## Source records
▬▬▬▬▬▬▬▬▬▬
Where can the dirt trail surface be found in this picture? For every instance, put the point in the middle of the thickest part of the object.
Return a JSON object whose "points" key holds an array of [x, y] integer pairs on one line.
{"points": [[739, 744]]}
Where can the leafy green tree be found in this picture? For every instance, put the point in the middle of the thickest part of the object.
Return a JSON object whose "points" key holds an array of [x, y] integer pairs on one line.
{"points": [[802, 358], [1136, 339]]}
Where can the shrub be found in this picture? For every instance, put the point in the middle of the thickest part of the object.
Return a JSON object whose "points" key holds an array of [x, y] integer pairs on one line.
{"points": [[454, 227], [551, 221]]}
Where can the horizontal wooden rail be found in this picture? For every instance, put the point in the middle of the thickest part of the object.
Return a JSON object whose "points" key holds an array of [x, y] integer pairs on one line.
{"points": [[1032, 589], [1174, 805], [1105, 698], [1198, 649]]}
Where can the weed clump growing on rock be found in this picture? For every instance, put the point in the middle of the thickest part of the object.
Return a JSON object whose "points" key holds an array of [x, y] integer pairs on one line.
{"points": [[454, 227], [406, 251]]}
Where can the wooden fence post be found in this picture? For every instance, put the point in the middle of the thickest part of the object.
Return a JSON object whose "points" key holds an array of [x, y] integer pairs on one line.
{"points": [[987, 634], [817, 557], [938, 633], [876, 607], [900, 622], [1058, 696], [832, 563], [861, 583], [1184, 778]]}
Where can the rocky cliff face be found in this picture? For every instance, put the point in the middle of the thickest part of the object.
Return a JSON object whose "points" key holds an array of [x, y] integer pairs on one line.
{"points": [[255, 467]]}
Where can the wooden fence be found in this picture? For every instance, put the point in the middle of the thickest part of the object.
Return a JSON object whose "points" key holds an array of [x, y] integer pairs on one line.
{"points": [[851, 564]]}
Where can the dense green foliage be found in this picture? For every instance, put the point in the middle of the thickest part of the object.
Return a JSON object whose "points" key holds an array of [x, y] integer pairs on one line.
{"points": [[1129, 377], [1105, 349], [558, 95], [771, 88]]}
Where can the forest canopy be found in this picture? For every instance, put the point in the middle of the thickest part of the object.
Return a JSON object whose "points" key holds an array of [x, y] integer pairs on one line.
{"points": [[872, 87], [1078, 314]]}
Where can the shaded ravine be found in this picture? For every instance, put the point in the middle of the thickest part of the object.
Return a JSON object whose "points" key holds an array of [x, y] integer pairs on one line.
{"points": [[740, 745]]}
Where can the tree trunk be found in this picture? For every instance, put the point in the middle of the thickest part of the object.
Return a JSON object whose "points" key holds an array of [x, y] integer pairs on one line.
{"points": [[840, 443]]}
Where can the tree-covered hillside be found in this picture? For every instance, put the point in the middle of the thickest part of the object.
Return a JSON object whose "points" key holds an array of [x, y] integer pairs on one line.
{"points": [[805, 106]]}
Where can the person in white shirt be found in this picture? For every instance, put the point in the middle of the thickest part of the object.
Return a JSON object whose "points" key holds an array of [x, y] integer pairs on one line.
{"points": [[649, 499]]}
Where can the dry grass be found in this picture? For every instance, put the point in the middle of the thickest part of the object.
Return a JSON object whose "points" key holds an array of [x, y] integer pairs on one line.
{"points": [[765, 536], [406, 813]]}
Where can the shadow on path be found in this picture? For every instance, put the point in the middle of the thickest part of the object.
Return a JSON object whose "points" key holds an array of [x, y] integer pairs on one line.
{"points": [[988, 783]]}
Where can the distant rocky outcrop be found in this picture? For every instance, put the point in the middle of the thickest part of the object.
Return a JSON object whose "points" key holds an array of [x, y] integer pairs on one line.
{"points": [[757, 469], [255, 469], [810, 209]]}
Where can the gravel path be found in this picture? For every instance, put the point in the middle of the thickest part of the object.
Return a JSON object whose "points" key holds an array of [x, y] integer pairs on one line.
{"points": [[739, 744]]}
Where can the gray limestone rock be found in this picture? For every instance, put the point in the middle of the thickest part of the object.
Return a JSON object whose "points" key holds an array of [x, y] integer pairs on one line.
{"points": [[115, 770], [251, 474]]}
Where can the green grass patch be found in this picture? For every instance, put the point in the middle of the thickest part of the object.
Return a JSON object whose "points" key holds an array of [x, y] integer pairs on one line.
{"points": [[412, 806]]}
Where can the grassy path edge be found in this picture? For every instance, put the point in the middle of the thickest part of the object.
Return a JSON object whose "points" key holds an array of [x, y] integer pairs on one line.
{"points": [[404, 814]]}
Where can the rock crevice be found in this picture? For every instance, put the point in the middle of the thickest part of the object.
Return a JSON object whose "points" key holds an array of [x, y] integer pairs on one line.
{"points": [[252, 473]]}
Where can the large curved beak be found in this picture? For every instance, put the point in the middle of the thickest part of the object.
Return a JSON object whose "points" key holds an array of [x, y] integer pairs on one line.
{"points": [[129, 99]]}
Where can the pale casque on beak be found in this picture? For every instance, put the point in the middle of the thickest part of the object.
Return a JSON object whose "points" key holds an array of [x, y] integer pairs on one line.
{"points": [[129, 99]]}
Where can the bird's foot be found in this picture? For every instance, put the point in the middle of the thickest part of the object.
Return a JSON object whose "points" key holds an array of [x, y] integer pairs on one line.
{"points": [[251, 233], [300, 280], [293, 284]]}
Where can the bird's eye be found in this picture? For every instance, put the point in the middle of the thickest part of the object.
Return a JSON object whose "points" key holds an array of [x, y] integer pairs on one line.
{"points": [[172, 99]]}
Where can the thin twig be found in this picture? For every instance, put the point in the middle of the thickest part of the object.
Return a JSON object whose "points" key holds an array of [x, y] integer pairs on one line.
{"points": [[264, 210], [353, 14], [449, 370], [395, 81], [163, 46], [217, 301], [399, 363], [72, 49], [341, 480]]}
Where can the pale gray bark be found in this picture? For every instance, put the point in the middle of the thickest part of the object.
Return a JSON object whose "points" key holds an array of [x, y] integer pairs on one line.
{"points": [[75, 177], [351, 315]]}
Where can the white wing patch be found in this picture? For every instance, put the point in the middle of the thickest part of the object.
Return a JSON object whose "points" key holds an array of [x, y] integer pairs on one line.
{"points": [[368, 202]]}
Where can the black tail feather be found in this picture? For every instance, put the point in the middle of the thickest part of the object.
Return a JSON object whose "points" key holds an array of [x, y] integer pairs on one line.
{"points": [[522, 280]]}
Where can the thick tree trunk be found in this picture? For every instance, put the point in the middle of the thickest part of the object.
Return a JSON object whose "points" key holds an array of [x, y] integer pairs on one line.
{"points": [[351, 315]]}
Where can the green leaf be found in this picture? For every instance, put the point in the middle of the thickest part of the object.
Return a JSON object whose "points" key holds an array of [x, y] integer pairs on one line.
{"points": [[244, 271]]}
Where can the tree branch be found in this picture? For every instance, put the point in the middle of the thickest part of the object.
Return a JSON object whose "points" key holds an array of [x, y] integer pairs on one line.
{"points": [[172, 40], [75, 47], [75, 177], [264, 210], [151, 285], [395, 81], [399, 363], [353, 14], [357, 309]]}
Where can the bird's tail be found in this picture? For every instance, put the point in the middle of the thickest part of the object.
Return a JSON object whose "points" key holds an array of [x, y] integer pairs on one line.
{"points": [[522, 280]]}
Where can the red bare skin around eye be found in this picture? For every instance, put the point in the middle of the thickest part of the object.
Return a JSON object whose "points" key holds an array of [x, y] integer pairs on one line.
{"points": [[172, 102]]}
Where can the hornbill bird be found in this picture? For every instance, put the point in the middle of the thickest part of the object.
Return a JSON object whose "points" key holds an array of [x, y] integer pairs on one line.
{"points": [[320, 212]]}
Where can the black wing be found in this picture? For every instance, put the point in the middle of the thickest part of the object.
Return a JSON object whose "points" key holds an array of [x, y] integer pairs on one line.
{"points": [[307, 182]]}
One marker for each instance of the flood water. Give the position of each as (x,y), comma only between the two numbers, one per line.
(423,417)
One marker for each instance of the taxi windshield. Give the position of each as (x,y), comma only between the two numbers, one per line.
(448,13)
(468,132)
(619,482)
▬▬▬▬▬▬▬▬▬▬
## Task objective
Among the entries above, how many lines include the word "tail"? Give the number with no comment.

## Expected answer
2